Leave the images out and repeat the data exactly as given.

--- --- ---

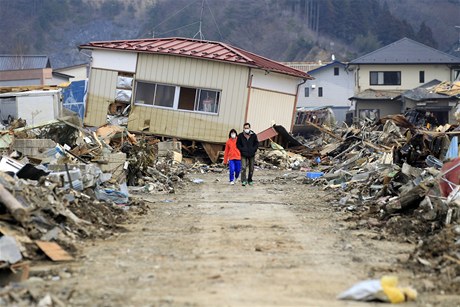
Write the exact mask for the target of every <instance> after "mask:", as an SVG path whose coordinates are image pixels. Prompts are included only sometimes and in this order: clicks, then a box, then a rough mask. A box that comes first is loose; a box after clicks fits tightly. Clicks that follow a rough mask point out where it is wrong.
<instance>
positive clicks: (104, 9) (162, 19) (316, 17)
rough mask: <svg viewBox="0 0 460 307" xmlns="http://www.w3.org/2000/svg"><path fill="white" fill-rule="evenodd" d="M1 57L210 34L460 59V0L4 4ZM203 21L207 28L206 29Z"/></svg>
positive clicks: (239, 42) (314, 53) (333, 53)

--- --- ---

ANSWER:
Write the exact mask for the target of every <instance> after "mask:", as an SVG path whose coordinates are image pixels. Prompts are included only sometimes and in this order: clicks, then a box, then a rough mask. A box that comes first is loose; a box after clicks fits tightly. Clicks that follow a rough mask point out where it is wrong.
<instance>
positive clicks: (104, 9) (162, 19) (316, 17)
rough mask: <svg viewBox="0 0 460 307" xmlns="http://www.w3.org/2000/svg"><path fill="white" fill-rule="evenodd" d="M1 57L210 34L460 59V0L4 4ZM203 21L207 28L206 29Z"/></svg>
positive clicks: (239, 42) (314, 53) (333, 53)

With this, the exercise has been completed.